DIRECTIONS:
1 – Answer these questions from the article on living wills and DNRs:
(a) What does the abbreviation DNR stand for?
(b) Which publication ran the article the text cites?
(c) When is a living will used?
2 – For each statement, decide whether the article on living wills and DNRs supports it. Answer yes or no, and quote the words that decide it.
(a) The firm prepares DNRs as part of its estate plans.
(b) Some states have advanced care directives with more exhaustive instructions.
(c) A living will guides a decision-maker who acts for the person.

PAGE EXCERPT:
What’s the Difference between a Living Will and a DNR?

Clients occasionally ask about “DNRs” and whether we prepared them as part of the estate plan during our consultations.  We do not, but we do prepare living wills.[i] A living will and a Do Not Resuscitate Order, known as a DNR, are very different documents. However, many people confuse the two. They both address end of life issues and are used in different settings, according to the article “One Senior Place: Know the difference between ‘living will’ and ‘do not resuscitate’” from Florida Today.

As a quick aside, many states articulate medical decision making differently, and that comes out in estate planning.  For example, some states have advanced care directives with more exhaustive instructions, others are very simplistic.  For this blog’s purposes, I’m focusing on living will versus DNR.

What is a Living Will?

A living will is a statement describing a person’s wishes about receiving life-sustaining medical treatment in case of a terminal illness or irreversible if the condition is incurable. It is used when you can’t speak for yourself and gives guidance to a decision-maker who will act on your behalf.  This includes choices such as whether to continue the use of artificial respiration, feeding or hydration tubes or other artificial means to prolong life.

PROVIDED INFORMATION:
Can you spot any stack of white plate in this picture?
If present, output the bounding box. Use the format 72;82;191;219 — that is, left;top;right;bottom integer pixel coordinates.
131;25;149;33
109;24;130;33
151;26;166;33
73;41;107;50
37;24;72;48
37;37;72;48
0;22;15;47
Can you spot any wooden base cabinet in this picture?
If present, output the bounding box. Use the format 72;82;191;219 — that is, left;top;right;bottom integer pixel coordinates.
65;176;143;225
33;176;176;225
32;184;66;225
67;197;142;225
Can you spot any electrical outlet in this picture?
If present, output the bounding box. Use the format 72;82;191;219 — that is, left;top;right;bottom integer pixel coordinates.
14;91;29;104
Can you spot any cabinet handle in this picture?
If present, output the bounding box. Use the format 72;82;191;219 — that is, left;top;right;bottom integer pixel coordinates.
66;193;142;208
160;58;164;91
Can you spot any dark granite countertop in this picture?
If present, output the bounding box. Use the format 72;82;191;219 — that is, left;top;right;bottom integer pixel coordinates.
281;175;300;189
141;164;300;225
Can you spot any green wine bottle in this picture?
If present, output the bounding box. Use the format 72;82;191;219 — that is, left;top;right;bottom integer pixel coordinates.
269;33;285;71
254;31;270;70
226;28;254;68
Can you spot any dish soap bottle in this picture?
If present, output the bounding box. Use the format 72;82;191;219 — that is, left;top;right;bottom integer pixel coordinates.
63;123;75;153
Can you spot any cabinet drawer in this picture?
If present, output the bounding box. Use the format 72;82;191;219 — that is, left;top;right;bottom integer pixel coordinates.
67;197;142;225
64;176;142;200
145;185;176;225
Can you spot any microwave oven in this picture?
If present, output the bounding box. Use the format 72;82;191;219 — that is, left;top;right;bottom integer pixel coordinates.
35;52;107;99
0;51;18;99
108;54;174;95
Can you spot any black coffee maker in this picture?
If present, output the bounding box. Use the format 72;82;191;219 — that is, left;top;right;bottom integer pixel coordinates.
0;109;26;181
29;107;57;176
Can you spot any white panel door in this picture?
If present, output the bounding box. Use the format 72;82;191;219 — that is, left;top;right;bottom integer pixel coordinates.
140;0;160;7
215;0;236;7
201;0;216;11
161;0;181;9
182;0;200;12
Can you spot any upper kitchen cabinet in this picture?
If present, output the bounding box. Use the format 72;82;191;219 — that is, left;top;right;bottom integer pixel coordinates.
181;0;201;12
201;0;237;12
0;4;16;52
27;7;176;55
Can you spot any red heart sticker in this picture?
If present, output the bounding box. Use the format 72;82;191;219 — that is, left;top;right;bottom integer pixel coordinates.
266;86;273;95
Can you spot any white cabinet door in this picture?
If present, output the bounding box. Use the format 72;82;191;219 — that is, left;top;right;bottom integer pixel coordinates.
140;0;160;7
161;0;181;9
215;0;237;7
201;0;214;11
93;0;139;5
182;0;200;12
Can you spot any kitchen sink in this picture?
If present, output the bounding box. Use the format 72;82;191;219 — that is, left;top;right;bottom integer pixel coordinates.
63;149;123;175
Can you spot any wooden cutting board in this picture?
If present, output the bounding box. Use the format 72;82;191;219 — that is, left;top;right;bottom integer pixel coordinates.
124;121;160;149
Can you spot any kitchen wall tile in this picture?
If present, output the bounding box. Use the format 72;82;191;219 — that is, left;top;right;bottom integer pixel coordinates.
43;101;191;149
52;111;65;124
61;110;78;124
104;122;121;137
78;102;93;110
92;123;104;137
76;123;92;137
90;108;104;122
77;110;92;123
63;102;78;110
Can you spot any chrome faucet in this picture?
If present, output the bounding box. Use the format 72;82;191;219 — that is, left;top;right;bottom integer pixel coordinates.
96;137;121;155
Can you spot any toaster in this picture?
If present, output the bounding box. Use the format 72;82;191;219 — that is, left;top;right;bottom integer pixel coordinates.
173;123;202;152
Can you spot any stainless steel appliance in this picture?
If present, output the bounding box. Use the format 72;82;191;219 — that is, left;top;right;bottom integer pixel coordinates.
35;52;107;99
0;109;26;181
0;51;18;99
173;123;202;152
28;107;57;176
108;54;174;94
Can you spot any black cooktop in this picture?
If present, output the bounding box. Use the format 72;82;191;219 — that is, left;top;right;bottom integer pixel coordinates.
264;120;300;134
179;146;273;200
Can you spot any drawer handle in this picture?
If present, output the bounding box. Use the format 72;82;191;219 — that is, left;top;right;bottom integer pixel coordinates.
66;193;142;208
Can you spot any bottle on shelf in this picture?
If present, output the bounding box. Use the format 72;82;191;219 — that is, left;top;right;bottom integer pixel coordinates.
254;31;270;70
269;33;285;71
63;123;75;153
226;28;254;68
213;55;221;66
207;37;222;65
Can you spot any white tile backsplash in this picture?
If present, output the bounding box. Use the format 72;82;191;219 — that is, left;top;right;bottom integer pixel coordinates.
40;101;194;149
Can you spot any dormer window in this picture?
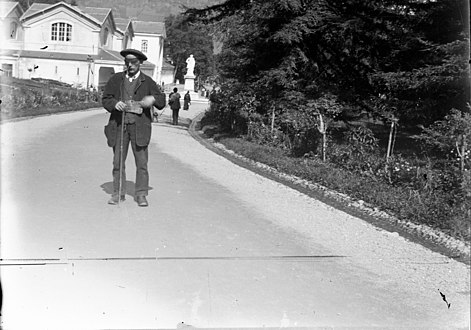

RESPONSES BY TASK:
1 –
(a) Do Not Resuscitate Order
(b) Florida Today
(c) When you can't speak for yourself

2 –
(a) No: "We do not, but we do prepare living wills."
(b) Yes: "some states have advanced care directives with more exhaustive instructions"
(c) Yes: "gives guidance to a decision-maker who will act on your behalf"